- **Quoted passage**
Development of a spouted bed dryer as part of a two-stage drying strategy for grain in Vietnam

• University of Agriculture and Forestry, Vietnam

In earlier research from 1994 to 1996 research teams of the University of NSW in Sydney and of the University of Agriculture and Forestry in Ho-Chi-Minh-City (with funding from ACIAR) collaborated to promote the concept of two-stage drying for grain in Vietnam. The project demonstrated that two-stage drying was of benefit to Vietnam's grain industry in terms of improvement of quality and low energy consumption.
Most of the research work was done on in-store drying, which was a new concept in Vietnam. However some of the designs related to high temperature drying could also be tested in Vietnam. This applied particularly to the fluidised bed dryer that had been developed by the Thai research team and rapidly commercialised, not only in Thailand but other countries including Indonesia, Philippines, Myanmar and Taiwan.
One of the main advantages of the fluidisation technique for grain drying is the short residence time in a dryer, allowing high throughputs of grain. However, difficulties in handling grain with non-uniform initial moisture content, as well as need for high pressure fans and thus higher energy consumption characterising fluidised bed dryers, indicated that a spouted bed dryer may be more appropriate as a first stage dryer under the conditions of Vietnam's grain processing sector. In order to benefit more from the advantages of fluidisation, spouted bed dryers became the target of new research.
As a result of these considerations, project member Nguyen Le Hung from the University of Agriculture and Forestry (UAF) obtained a John Allwright Fellowship to undertake his PhD in the Department of Food Science and Technology of the University of New South Wales He undertook studies on the use of a spouted bed dryer for industrial-scale drying of paddy.
The work in the laboratory showed that the spouted-bed concept seemed to meet expectations with regard to its potential to compete with a fluidised bed dryer. But the design proposed by Dr Hung still needed scaling-up and extensive field testing in conjunction with an in-store dryer. A small project would enable Dr Hung working with others to transfer the knowledge acquired during his stay at the University of NSW and also contribute to the consolidation of the work on two-stage drying performed under the earlier project.

Project objectives were to develop a technically and economically acceptable spouted bed dryer to integrate into the two-stage drying system for grain in Vietnam.

In the first instance the scientists developed computer-based drying models. Model development included a spouted bed drying (SBD) model within the two-stage drying system, a quality model related to the use of SBD, and an economics model resulting from the use of SBD. They also undertook a system analysis leading to a prediction of optimal drying requirements, in order to determine the design capacity of the dryer. They undertook model testing and validation with a prototype, modifying as required.

The scientists then attempted to design, construct and evaluate a commercial SBD in Vietnam.

- **Entries supplied**
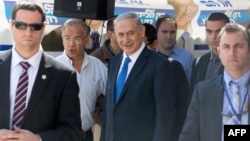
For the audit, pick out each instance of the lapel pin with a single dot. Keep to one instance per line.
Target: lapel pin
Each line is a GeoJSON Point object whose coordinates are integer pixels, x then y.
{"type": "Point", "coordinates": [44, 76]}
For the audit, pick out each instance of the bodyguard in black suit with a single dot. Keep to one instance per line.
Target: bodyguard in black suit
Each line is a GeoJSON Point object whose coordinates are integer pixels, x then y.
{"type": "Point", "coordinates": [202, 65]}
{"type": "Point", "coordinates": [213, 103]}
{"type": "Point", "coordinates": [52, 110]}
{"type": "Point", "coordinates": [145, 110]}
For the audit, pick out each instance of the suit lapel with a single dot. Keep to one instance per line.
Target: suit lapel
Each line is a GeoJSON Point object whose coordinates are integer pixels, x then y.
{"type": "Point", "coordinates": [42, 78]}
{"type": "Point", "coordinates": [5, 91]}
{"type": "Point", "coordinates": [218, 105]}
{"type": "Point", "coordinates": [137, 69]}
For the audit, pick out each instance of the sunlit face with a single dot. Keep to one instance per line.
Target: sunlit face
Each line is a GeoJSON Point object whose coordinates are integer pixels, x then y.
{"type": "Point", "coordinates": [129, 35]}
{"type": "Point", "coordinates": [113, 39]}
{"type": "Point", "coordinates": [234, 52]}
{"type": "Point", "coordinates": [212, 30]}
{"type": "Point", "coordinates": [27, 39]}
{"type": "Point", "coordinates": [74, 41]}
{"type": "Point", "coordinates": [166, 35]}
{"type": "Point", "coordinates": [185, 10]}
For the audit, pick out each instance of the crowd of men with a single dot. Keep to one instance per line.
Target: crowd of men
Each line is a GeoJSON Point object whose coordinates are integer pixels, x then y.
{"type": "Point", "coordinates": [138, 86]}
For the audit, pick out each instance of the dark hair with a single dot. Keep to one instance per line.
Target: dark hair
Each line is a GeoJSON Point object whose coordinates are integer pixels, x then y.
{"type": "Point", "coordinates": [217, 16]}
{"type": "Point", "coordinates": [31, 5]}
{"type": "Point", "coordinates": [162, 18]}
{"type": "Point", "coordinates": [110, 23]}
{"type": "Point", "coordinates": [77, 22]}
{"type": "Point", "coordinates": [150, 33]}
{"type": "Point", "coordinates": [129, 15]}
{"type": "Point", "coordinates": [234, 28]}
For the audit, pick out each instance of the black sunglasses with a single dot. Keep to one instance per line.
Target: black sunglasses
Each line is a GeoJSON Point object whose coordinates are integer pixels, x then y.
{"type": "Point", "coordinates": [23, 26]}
--
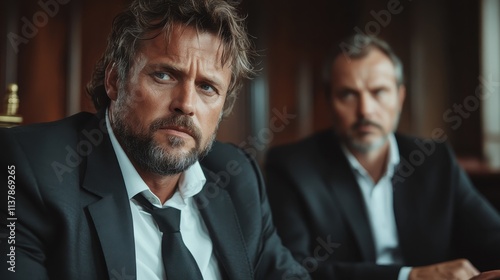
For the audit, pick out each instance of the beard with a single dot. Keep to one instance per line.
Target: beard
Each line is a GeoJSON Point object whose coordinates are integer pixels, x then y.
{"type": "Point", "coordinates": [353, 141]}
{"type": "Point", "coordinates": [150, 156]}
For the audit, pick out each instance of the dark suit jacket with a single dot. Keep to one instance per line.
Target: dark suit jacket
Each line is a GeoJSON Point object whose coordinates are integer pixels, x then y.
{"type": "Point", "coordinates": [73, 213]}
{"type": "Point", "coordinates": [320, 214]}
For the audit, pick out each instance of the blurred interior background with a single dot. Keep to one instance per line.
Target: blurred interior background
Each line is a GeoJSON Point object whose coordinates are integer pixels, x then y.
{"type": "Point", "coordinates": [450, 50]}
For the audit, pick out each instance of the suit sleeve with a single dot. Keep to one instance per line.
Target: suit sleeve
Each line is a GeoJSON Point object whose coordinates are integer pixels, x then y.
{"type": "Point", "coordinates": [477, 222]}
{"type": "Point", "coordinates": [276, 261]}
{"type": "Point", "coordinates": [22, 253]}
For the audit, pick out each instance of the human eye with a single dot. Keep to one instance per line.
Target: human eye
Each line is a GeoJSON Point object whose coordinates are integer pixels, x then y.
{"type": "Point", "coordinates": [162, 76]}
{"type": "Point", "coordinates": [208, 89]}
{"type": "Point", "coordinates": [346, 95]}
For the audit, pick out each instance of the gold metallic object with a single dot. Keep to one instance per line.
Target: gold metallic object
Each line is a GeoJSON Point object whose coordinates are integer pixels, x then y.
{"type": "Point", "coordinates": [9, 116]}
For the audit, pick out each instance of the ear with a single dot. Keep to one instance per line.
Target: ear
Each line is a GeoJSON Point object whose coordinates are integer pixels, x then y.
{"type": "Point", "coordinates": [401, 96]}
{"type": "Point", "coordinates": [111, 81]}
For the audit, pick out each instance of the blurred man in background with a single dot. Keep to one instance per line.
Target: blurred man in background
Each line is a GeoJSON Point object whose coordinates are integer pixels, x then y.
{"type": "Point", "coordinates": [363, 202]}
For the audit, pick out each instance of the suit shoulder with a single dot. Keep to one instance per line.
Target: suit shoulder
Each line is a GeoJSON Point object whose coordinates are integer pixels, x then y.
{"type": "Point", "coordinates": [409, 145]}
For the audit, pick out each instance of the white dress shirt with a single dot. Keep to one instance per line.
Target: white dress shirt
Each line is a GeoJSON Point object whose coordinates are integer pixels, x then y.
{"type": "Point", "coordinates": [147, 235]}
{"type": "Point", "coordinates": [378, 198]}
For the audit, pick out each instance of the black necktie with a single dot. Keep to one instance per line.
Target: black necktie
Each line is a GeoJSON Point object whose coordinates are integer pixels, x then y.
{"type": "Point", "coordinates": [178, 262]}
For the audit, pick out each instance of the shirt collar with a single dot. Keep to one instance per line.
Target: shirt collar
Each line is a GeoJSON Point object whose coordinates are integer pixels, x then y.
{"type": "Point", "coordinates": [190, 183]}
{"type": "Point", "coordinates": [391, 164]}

- **What you need to do**
1: Reproduce the grain dryer project text between "Most of the" and "Myanmar and Taiwan.", inclusive.
2: In the grain dryer project text, which countries are named as places where the fluidised bed dryer was commercialized?
3: Please pick up the grain dryer project text after its final sentence and continue it.

- **Responses in order**
1:
Most of the research work was done on in-store drying, which was a new concept in Vietnam. However some of the designs related to high temperature drying could also be tested in Vietnam. This applied particularly to the fluidised bed dryer that had been developed by the Thai research team and rapidly commercialised, not only in Thailand but other countries including Indonesia, Philippines, Myanmar and Taiwan.

2: Thailand, Indonesia, Philippines, Myanmar, Taiwan

3:
They formulated the specifications for the design of the SBD and the in-store dryer, as well as the grain handling equipment associated with it. Their work program involved prototype construction and workshop testing, field testing under commercial conditions, assessment in comparison with conventional high temperature dryers, and promotional activities including training and demonstrations and liaison with manufacturers.

Based on the design and drying tests of the pilot-scale triangular spouted bed (PTSB), a hexagonal spouted bed (HSB) dryer was built to investigate drying performance in full scale. Drying tests of paddy in the HSB confirmed the tests done before in a PTSB. Similar drying kinetics of paddy were found in the HSB and the PTSB, thus the information from testing a PTSB is reliable for constructing a HSB. HSB dryers could function as a first stage treatment for high moisture content paddy, or as a complete dryer with multi-pass drying procedures to help reduce the drying time and preserve grain quality.
A lab-scale cylindrical spouted bed was built to study drying process of corn and coffee. Preliminary results showed that a spouted bed dryer could dry these commodities to moisture contents required for safe storage. With regard to the extension of use of in-store drying to corn, it was found that applying suitable layer loading, corn could be dried from 20% down to 16% in the rainy season.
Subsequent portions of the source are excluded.